▶ **PROBLEM DETAILS**:
Could you scale the items by rewriting every line, starting at the one that has "I'd appreciate your help finding the light" and stopping after the one that has "[167,213,181,228]"? Keep the other text unchanged, and multiply each bounding-box coordinate in the answers by 2.5, rounding to whole numbers with halves going up.

▶ **RECORD SET**:
===============
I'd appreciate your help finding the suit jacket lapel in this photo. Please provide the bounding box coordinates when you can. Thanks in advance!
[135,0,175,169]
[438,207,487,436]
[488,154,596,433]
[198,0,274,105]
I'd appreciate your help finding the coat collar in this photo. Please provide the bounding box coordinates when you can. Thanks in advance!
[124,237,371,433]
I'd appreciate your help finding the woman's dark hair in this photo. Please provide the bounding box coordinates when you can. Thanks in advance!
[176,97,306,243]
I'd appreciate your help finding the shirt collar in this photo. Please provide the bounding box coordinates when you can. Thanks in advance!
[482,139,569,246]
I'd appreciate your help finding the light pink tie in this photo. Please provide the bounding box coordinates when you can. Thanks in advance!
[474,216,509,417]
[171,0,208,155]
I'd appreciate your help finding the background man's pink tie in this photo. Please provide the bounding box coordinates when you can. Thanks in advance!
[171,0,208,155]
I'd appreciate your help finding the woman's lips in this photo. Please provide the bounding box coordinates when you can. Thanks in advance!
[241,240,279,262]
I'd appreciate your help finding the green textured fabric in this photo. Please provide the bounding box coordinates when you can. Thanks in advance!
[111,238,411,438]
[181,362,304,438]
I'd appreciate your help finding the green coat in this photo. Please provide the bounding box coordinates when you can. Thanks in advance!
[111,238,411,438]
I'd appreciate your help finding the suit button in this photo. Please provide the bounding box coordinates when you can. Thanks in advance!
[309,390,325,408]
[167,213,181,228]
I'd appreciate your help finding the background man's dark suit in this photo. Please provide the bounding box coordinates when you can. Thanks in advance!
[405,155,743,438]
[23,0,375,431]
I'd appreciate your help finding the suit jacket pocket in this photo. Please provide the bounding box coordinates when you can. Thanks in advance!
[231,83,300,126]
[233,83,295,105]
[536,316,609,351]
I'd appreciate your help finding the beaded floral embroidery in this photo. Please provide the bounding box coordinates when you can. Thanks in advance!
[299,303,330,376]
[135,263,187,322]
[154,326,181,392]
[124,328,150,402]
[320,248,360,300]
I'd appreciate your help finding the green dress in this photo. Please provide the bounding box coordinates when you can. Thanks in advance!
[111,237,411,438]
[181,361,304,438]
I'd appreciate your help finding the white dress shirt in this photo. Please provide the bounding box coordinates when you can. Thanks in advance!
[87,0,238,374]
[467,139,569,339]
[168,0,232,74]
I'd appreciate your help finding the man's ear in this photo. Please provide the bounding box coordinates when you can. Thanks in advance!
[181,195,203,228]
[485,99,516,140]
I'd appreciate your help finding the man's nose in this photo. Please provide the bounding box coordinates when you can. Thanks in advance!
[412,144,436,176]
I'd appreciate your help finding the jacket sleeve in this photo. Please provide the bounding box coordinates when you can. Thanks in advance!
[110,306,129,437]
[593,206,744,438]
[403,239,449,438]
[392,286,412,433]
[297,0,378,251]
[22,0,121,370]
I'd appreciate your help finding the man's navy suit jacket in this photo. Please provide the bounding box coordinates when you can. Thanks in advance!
===============
▶ **COMPLETE ANSWER**:
I'd appreciate your help finding the light pink tie in this photo. Please provide the bounding box coordinates when you can. Thanks in advance!
[1185,540,1273,1043]
[428,0,520,388]
I'd appreciate your help finding the background man's pink tie in this photo. Please provide the bounding box coordinates when you can. Thanks in advance!
[428,0,520,388]
I'd appreciate your help finding the woman's lips in this photo. Please provide the bounding box coordinates when you can. Thanks in advance!
[603,600,698,655]
I'd appreciate your help finding the green textured fabric in this photo. Please provide the bounding box coordinates when you can. Thanks in advance!
[278,595,1028,1095]
[453,905,760,1095]
I'd appreciate your help finding the green coat in this photo. Please provide the bounding box coordinates when you can. Thanks in advance!
[278,595,1028,1095]
I'd appreciate your help finding the suit button in this photo. Please provide the bounding box coordinates when you can. Thanks in advance!
[773,975,813,1020]
[418,533,453,570]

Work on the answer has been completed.